:: En qué consiste ::
Reescribe los ítems desde la línea que contiene "find the dark green shrub" hasta el final, incluidas ambas, sustituyendo "one per line" por "one on each line" sin modificar nada más.

[Ítems para señalar objetos etiquetados]

★ ★ ★

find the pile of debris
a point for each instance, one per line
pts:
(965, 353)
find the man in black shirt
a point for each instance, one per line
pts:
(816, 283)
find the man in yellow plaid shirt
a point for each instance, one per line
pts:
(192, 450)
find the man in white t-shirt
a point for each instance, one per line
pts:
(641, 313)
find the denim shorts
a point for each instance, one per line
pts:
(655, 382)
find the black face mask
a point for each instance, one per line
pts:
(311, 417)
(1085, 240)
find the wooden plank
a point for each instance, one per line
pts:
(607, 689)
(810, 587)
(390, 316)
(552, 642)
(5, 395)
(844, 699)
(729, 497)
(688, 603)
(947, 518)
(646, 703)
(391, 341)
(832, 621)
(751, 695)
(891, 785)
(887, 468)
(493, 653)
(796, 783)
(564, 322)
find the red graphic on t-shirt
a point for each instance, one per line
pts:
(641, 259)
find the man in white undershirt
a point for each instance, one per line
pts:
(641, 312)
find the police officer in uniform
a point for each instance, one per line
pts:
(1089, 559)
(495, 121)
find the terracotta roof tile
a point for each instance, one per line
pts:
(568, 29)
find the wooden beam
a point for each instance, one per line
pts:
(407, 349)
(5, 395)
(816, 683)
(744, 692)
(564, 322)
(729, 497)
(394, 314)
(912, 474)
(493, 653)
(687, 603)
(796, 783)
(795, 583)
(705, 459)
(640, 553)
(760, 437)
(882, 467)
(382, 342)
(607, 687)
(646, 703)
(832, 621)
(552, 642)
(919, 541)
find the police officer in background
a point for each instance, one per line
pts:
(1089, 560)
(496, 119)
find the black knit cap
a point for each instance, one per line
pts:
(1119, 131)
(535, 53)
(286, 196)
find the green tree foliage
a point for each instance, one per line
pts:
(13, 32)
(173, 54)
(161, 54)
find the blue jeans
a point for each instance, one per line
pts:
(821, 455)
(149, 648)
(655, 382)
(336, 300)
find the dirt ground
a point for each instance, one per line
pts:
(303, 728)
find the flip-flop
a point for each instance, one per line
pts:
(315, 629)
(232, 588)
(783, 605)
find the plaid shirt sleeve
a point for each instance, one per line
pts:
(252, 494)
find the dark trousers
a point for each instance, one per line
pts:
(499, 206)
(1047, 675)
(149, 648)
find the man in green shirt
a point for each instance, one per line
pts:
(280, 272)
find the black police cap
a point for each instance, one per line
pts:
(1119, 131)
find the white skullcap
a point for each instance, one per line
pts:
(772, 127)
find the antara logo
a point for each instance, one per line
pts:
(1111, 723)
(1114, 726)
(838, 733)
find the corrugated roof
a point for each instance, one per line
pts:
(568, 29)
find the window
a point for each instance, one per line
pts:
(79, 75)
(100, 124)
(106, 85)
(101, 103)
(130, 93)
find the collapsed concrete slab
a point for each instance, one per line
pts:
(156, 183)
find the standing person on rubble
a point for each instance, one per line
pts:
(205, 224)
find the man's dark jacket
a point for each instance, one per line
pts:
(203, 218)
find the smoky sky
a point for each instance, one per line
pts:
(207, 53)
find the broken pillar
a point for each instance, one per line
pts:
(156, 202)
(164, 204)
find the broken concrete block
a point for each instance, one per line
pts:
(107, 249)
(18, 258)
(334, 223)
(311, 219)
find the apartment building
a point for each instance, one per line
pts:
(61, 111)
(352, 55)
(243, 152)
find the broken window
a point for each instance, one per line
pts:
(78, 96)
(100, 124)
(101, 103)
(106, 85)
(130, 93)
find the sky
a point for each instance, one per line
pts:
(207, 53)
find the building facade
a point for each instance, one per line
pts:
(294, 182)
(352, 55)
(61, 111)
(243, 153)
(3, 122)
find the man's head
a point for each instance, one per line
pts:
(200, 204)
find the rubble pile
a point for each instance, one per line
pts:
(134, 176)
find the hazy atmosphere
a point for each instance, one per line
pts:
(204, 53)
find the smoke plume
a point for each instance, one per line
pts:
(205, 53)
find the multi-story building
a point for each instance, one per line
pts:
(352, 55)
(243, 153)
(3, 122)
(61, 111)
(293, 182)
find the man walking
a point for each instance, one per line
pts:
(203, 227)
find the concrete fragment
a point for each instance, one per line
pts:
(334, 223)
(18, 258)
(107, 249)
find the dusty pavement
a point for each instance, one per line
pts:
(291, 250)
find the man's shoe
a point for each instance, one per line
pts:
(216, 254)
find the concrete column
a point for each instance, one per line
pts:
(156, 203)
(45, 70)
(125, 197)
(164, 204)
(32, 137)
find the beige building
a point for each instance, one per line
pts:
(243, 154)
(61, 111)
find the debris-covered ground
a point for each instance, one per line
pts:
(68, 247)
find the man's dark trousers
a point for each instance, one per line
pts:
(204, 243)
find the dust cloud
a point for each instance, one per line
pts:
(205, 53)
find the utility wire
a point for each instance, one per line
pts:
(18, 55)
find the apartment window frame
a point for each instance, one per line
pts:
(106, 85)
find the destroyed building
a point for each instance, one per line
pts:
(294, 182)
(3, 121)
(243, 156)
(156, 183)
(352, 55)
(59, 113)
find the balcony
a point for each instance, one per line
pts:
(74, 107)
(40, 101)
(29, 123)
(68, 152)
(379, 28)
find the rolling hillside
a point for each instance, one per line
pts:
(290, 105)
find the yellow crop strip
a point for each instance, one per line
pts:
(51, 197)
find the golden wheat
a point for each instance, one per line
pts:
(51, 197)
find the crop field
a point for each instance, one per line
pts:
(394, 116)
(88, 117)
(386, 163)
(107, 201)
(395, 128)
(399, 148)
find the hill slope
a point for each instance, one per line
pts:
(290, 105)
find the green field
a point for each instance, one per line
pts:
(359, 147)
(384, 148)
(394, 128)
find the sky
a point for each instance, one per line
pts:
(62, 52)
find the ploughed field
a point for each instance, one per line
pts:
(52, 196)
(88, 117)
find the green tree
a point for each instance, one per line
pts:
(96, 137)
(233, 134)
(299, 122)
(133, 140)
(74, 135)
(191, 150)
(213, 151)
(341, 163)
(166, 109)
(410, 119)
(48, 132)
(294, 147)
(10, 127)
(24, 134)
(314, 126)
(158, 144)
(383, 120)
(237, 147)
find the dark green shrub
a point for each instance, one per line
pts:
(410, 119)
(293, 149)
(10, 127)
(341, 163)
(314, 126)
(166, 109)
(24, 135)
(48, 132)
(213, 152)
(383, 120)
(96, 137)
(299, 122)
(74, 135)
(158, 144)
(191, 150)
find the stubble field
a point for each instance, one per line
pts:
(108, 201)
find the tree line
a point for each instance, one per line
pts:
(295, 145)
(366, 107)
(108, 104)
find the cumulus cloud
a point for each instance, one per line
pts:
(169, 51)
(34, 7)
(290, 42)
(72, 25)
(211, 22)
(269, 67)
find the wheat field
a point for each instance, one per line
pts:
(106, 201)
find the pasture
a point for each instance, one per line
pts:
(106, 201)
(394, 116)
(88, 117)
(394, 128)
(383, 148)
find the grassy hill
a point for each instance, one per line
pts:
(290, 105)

★ ★ ★

:: Resultado del ejercicio ::
find the dark green shrub
a point for each instance, one on each line
pts:
(410, 119)
(293, 149)
(10, 127)
(341, 163)
(314, 126)
(166, 109)
(24, 135)
(48, 132)
(213, 152)
(383, 120)
(96, 137)
(299, 122)
(74, 135)
(158, 144)
(191, 150)
find the stubble field
a point for each instance, one on each line
pts:
(108, 201)
find the tree line
a point for each instance, one on each line
pts:
(295, 145)
(366, 107)
(108, 104)
find the cumulus cloud
a point for each instance, one on each line
pts:
(169, 51)
(34, 7)
(290, 42)
(72, 25)
(211, 22)
(269, 67)
find the wheat field
a point for each instance, one on each line
pts:
(106, 201)
find the pasture
a point for each instance, one on each line
pts:
(106, 201)
(394, 116)
(88, 117)
(394, 128)
(383, 148)
find the grassy hill
a point for each instance, one on each line
pts:
(290, 105)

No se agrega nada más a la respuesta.